[Source text]:
Data Structures

Inorder predecessor and successor

There is BST given with root node with key part as integer only. The structure of each node is as follows:

struct Node
{
    int key;
    struct Node *left, *right ;
}; 

You need to find the inorder successor and predecessor of a given key. In case the given key is not found in BST, then return the two values within which this key will lie.

Following is the algorithm to reach the desired result. Its a recursive method:


Input: root node, key

Output: predecessor node, successor node
1. If root is NULL
      then return
2. if key is found then
    a. If its left subtree is not null
        Then predecessor will be the right most 
        child of left subtree or left child itself.
    b. If its right subtree is not null
        The successor will be the left most child 
        of right subtree or right child itself.
    return
3. If key is smaller then root node
        set the successor as root
        search recursively into left subtree
    else
        set the predecessor as root
        search recursively into right subtree

Following is the implementation of above algorithm:

// C++ program to find predecessor and successor in a BST
#include <iostream>
using namespace std;

// BST Node
struct Node
{
    int key;
    struct Node *left, *right;
};

// This function finds predecessor and successor of key in BST.
// It sets pre and suc as predecessor and successor respectively
void findPreSuc(Node* root, Node*& pre, Node*& suc, int key)
{
    // Base case
    if (root == NULL)  return ;

    // If key is present at root
    if (root->key == key)
    {
        // the maximum value in left subtree is predecessor
        if (root->left != NULL)
        {
            Node* tmp = root->left;
            while (tmp->right)
                tmp = tmp->right;
            pre = tmp ;
        }

        // the minimum value in right subtree is successor
        if (root->right != NULL)
        {
            Node* tmp = root->right ;
            while (tmp->left)
                tmp = tmp->left ;
            suc = tmp ;
        }
        return ;
    }

    // If key is smaller than root's key, go to left subtree
    if (root->key > key)
    {
        suc = root ;
        findPreSuc(root->left, pre, suc, key) ;
    }
    else // go to right subtree
    {
        pre = root ;
        findPreSuc(root->right, pre, suc, key) ;
    }
}

// A utility function to create a new BST node
Node *newNode(int item)
{
    Node *temp =  new Node;
    temp->key = item;
    temp->left = temp->right = NULL;
    return temp;
}

/* A utility function to insert a new node with given key in BST */
Node* insert(Node* node, int key)
{
    if (node == NULL) return newNode(key);
    if (key < node->key)
        node->left  = insert(node->left, key);
    else
        node->right = insert(node->right, key);
    return node;
}

// Driver program to test above function
int main()

[Data entries]:
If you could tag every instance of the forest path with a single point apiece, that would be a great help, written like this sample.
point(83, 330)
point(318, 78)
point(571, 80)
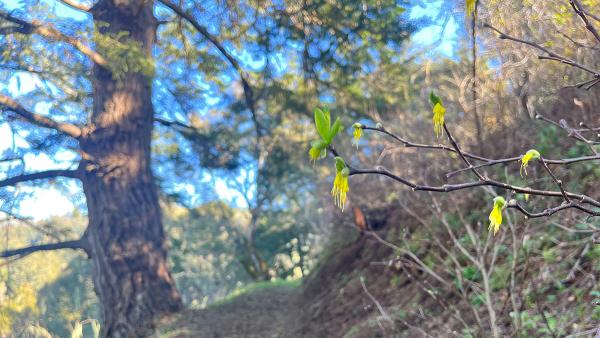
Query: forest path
point(266, 313)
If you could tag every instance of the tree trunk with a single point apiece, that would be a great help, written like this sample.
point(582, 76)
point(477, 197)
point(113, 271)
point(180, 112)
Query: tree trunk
point(125, 229)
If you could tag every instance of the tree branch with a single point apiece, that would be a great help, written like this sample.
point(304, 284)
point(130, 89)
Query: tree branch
point(47, 31)
point(75, 5)
point(22, 252)
point(578, 8)
point(551, 55)
point(12, 181)
point(248, 92)
point(7, 103)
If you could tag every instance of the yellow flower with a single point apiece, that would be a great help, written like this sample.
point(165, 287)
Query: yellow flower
point(340, 183)
point(438, 118)
point(470, 6)
point(529, 155)
point(496, 214)
point(357, 133)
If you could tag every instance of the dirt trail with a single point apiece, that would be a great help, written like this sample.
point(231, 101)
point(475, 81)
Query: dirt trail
point(269, 313)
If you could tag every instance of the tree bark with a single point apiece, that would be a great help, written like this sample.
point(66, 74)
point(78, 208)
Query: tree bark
point(125, 232)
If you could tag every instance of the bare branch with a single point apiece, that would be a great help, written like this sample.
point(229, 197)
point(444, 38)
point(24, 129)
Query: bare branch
point(578, 8)
point(7, 103)
point(248, 92)
point(47, 31)
point(22, 252)
point(551, 55)
point(12, 181)
point(75, 5)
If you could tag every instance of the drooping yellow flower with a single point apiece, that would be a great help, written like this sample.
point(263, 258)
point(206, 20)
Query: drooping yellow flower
point(496, 214)
point(470, 7)
point(357, 133)
point(529, 155)
point(340, 183)
point(438, 118)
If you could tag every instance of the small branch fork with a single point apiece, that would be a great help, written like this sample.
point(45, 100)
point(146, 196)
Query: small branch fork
point(571, 200)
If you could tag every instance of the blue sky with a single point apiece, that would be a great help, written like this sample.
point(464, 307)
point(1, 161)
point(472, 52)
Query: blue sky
point(49, 201)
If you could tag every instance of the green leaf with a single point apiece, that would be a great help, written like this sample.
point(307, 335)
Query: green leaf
point(327, 115)
point(337, 126)
point(435, 99)
point(321, 123)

[What you need to do]:
1. Revise the text on inorder predecessor and successor, starting at "Output: predecessor node, successor" and ending after "left child itself.", with "predecessor" changed to "inorder predecessor".
2. Answer these about the text on inorder predecessor and successor:
(a) What type is the key part of each node?
(b) In the algorithm, what is set as the successor when the key is smaller than the root node?
(c) To what value does newNode set the left and right pointers of a new node?

[Solutions to the exercise]:
1.
Output: inorder predecessor node, successor node
1. If root is NULL
      then return
2. if key is found then
    a. If its left subtree is not null
        Then inorder predecessor will be the right most 
        child of left subtree or left child itself.

2.
(a) Integer.
(b) The root.
(c) NULL.